Stored dataset items:
————

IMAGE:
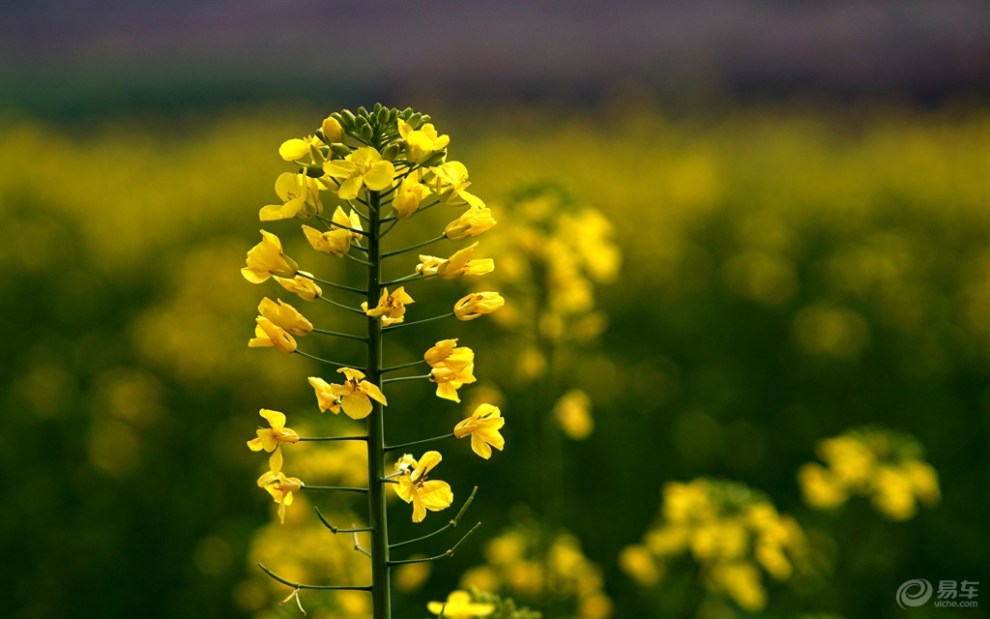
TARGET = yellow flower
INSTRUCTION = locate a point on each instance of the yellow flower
(266, 259)
(422, 142)
(302, 286)
(300, 196)
(278, 485)
(472, 222)
(446, 353)
(295, 149)
(637, 561)
(269, 438)
(362, 168)
(460, 263)
(477, 304)
(451, 376)
(336, 241)
(268, 334)
(460, 606)
(450, 183)
(414, 487)
(355, 394)
(483, 426)
(409, 195)
(391, 307)
(285, 316)
(325, 397)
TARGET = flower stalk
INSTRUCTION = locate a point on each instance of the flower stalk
(384, 165)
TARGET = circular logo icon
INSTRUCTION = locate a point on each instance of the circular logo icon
(914, 593)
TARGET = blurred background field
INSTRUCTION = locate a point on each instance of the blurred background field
(805, 250)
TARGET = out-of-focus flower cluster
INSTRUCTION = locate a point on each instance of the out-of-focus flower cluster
(529, 564)
(552, 253)
(883, 465)
(732, 532)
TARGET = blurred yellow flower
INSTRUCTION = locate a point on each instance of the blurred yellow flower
(414, 487)
(472, 222)
(300, 285)
(300, 196)
(285, 316)
(269, 438)
(295, 149)
(362, 168)
(477, 304)
(268, 334)
(391, 307)
(422, 142)
(278, 485)
(460, 606)
(266, 259)
(820, 487)
(637, 561)
(355, 394)
(326, 399)
(483, 426)
(460, 263)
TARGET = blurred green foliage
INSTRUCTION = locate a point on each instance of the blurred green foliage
(786, 275)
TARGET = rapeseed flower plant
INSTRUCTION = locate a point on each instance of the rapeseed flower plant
(885, 466)
(732, 532)
(385, 166)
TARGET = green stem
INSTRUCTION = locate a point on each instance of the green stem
(335, 488)
(334, 224)
(321, 360)
(408, 278)
(402, 366)
(453, 522)
(396, 252)
(420, 442)
(417, 322)
(355, 310)
(308, 275)
(350, 336)
(381, 596)
(444, 555)
(296, 585)
(401, 378)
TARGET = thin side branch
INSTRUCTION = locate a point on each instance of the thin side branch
(396, 252)
(336, 530)
(401, 378)
(350, 336)
(416, 322)
(453, 523)
(325, 282)
(356, 310)
(420, 442)
(321, 360)
(332, 438)
(296, 585)
(403, 366)
(336, 488)
(449, 553)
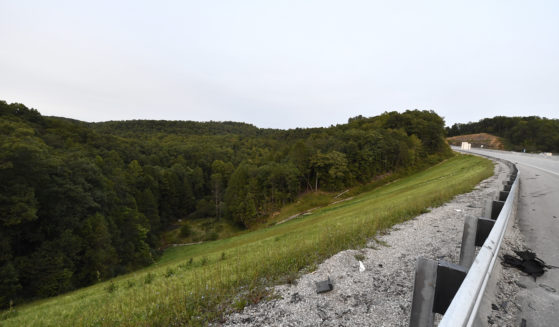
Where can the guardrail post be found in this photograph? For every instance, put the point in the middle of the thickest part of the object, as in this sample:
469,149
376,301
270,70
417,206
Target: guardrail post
423,293
469,236
496,207
449,279
483,229
488,205
503,195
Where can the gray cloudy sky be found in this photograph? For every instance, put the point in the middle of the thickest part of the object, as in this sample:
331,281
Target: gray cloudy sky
280,64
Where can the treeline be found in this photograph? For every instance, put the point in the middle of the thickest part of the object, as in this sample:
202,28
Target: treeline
82,202
532,133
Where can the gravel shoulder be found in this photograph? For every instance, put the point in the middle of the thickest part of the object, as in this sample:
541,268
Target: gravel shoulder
380,295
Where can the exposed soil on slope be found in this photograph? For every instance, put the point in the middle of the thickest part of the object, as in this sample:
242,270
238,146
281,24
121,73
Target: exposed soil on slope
381,294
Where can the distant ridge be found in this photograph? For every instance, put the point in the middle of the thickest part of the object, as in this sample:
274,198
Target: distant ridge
477,140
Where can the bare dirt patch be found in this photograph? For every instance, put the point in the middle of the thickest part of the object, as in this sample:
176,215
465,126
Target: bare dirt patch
381,294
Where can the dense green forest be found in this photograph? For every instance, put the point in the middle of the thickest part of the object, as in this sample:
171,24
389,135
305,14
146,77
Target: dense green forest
532,133
83,202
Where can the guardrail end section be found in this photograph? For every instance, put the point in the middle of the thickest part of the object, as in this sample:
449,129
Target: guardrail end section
423,293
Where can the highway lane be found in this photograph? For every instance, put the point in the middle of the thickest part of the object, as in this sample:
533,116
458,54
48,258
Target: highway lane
538,220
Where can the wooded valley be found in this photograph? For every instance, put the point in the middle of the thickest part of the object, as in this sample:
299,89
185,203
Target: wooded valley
83,202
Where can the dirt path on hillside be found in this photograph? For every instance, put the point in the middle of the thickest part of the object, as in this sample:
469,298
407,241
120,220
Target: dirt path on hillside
380,295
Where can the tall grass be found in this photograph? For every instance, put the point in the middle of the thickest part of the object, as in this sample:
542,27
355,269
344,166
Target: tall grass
196,284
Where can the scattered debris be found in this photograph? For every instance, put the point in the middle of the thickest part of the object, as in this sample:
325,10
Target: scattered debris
324,286
527,262
547,288
295,298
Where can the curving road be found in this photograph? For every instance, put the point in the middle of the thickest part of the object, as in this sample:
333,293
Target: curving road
538,219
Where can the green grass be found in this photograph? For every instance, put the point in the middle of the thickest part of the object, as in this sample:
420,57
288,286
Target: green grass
203,229
195,284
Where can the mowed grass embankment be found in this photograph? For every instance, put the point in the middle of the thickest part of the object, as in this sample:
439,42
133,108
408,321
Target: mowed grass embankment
195,284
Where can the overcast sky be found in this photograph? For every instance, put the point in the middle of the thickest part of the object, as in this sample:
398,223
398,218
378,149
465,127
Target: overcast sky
280,64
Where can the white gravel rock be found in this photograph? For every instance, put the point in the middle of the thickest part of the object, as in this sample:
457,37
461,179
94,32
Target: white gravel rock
381,295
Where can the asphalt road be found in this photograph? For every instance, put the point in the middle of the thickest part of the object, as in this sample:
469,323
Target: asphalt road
538,219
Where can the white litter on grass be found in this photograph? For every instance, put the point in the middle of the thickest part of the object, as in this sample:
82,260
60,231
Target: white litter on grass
361,267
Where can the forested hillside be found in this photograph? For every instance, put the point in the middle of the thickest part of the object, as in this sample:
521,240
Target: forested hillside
83,202
532,133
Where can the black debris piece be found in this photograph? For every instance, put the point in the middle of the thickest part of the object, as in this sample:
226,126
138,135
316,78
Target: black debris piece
527,262
324,286
295,298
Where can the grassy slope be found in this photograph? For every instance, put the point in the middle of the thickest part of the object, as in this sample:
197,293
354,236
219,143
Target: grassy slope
194,284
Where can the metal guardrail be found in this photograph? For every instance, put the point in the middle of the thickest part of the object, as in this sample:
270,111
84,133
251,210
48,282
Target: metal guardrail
456,290
463,308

————

Each line of the data should be quoted exactly, with pictures left out.

IMAGE:
TARGET = yellow flower
INSTRUCTION = locate a point on each instance of the yellow flower
(266, 259)
(422, 142)
(302, 286)
(300, 196)
(278, 485)
(472, 222)
(446, 353)
(295, 149)
(637, 561)
(269, 438)
(362, 168)
(460, 263)
(477, 304)
(451, 376)
(336, 241)
(268, 334)
(460, 606)
(450, 183)
(414, 487)
(355, 394)
(483, 426)
(409, 195)
(391, 307)
(285, 316)
(325, 397)
TARGET = flower stalk
INSTRUCTION = locate a point on each instance of the flower stalk
(384, 165)
TARGET = circular logo icon
INSTRUCTION = locate a point on each instance of the circular logo icon
(914, 593)
TARGET = blurred background field
INSTRUCTION = locate a point on each instance of the blurred background field
(805, 250)
TARGET = out-of-focus flower cluster
INSTRUCTION = locate a point on each instance of the out-of-focus flower cluster
(529, 564)
(552, 253)
(883, 465)
(732, 532)
TARGET = blurred yellow flower
INSTRUCTION = locate a point on each instance of the blurred yellow flower
(414, 487)
(472, 222)
(300, 285)
(300, 196)
(285, 316)
(269, 438)
(295, 149)
(362, 168)
(477, 304)
(268, 334)
(391, 307)
(422, 142)
(278, 485)
(460, 606)
(266, 259)
(820, 487)
(637, 561)
(355, 394)
(326, 399)
(483, 426)
(460, 263)
TARGET = blurred green foliage
INSTRUCTION = locate a point on each instance of the blurred green foliage
(786, 275)
TARGET = rapeseed flower plant
INSTRUCTION = locate a point on each instance of the rapeseed flower plant
(885, 466)
(732, 532)
(385, 166)
TARGET = green stem
INSTRUCTION = locate a point on each instance of the green stem
(335, 488)
(334, 224)
(321, 360)
(408, 278)
(402, 366)
(453, 522)
(396, 252)
(420, 442)
(417, 322)
(355, 310)
(308, 275)
(350, 336)
(381, 596)
(444, 555)
(296, 585)
(401, 378)
TARGET = thin side branch
INSTRUCTION = locate a point on each instance of the thin side branch
(396, 252)
(336, 530)
(401, 378)
(350, 336)
(416, 322)
(453, 523)
(325, 282)
(356, 310)
(420, 442)
(321, 360)
(332, 438)
(296, 585)
(403, 366)
(336, 488)
(449, 553)
Where can the guardrail post be found in this photograph? For every instance, put the point in the middle of the thickest part of the object, as in this sample:
469,149
376,301
270,70
417,206
Target: guardrail post
423,293
469,236
496,207
449,279
483,229
488,205
503,195
Where can the gray cloudy sky be found in this photograph? For every instance, put the point in the middle of the thickest part of the object, as in this sample:
331,281
Target: gray cloudy sky
280,64
Where can the treeline be found in this photograph? For every instance, put the point in the middle of the thickest part of the object, as in this sample:
202,28
Target: treeline
82,202
532,133
Where can the gravel shoulder be found in this photograph? For every instance, put the point in the middle of the thickest part of the object, as in this sample:
541,268
Target: gravel shoulder
380,295
Where can the exposed soil on slope be found in this photograph? For every instance, put the point in the middle of the thickest part of the object, as in this sample:
242,270
238,146
281,24
121,73
Target: exposed soil on slope
381,294
Where can the distant ridge be found in this photograph? For every instance, put the point in the middle of the thickest part of the object, as in this sample:
274,198
Target: distant ridge
477,140
Where can the bare dirt patch be found in this photograph? For every instance, put the point in the middle of the thickest part of the object, as in this sample:
176,215
465,126
Target: bare dirt patch
381,294
Where can the dense green forest be found in this photograph? For every instance, put the point in the middle of the thickest part of the object, as in this sample:
171,24
389,135
305,14
146,77
Target: dense green forest
532,133
83,202
Where can the guardrail end section be found in this photograph? For every instance, put the point in the middle of the thickest part of the object, as in this sample:
449,129
Target: guardrail end section
423,293
Where can the highway lane be found in this photograph? For every instance, put the point in the middle of the thickest part of the object, as in this sample:
533,116
458,54
48,258
Target: highway lane
538,220
Where can the wooded valley be found in this photograph? For every instance, put the point in the middle of the thickest part of the object, as in this sample:
299,89
185,203
Target: wooded valley
83,202
Where can the dirt path on hillside be found in this photograph? For every instance, put the point in the middle of the thickest part of the object, as in this sample:
469,298
407,241
120,220
Target: dirt path on hillside
380,295
Where can the tall grass be found in this photograph? For every instance, put the point in the middle of the thickest part of the object, as in this sample:
542,27
355,269
344,166
Target: tall grass
196,284
Where can the scattered debris be found in this photograph? For every instance, put the point in the middle of the thickest part of the object, as in this sample:
325,10
Target: scattered debris
324,286
527,262
547,288
295,298
Where can the curving road be found in this photograph? For every instance, put the point in the middle of the thickest part of the object, as in this sample:
333,293
Target: curving road
538,219
Where can the green grass be found in this photograph? For every instance, put the point in the middle of the thickest part of the object, as in this sample:
420,57
288,286
Target: green grass
203,229
195,284
Where can the mowed grass embankment be found in this photograph? For every instance, put the point in the middle of the thickest part of the object, as in this sample:
439,42
133,108
408,321
Target: mowed grass embankment
195,284
Where can the overcast sky be found in this photograph? For every instance, put the point in the middle of the thickest part of the object, as in this sample:
398,223
398,218
378,149
465,127
Target: overcast sky
280,64
Where can the white gravel rock be found in this photograph? For every instance, put the point in the middle of the thickest part of the object, as in this sample:
457,37
461,179
94,32
Target: white gravel rock
381,295
Where can the asphalt road be found in this photograph? For every instance, put the point in the middle of the thickest part of the object, as in this sample:
469,323
Target: asphalt road
538,219
Where can the white litter on grass be found in this photograph? For every instance, put the point in the middle of the thickest part of the object, as in this sample:
82,260
60,231
Target: white litter on grass
361,267
Where can the forested hillside be found in this photograph? For every instance, put the point in the middle of the thickest part of the object, as in this sample:
521,240
Target: forested hillside
83,202
532,133
Where can the black debris piece be found in this photograph? For every instance, put the point in the middle of the thickest part of the object, as in this sample:
226,126
138,135
316,78
Target: black debris piece
527,262
324,286
295,298
Where can the grassy slope be found in this photograph? For every instance, put the point in the middle of the thickest part of the object, as in this sample:
197,293
354,236
219,143
Target: grassy slope
194,284
Where can the metal guardrail be found in this photograph? For every instance, put the point in the middle of the thickest part of the object, as in this sample:
270,111
84,133
251,210
48,282
Target: metal guardrail
456,290
463,308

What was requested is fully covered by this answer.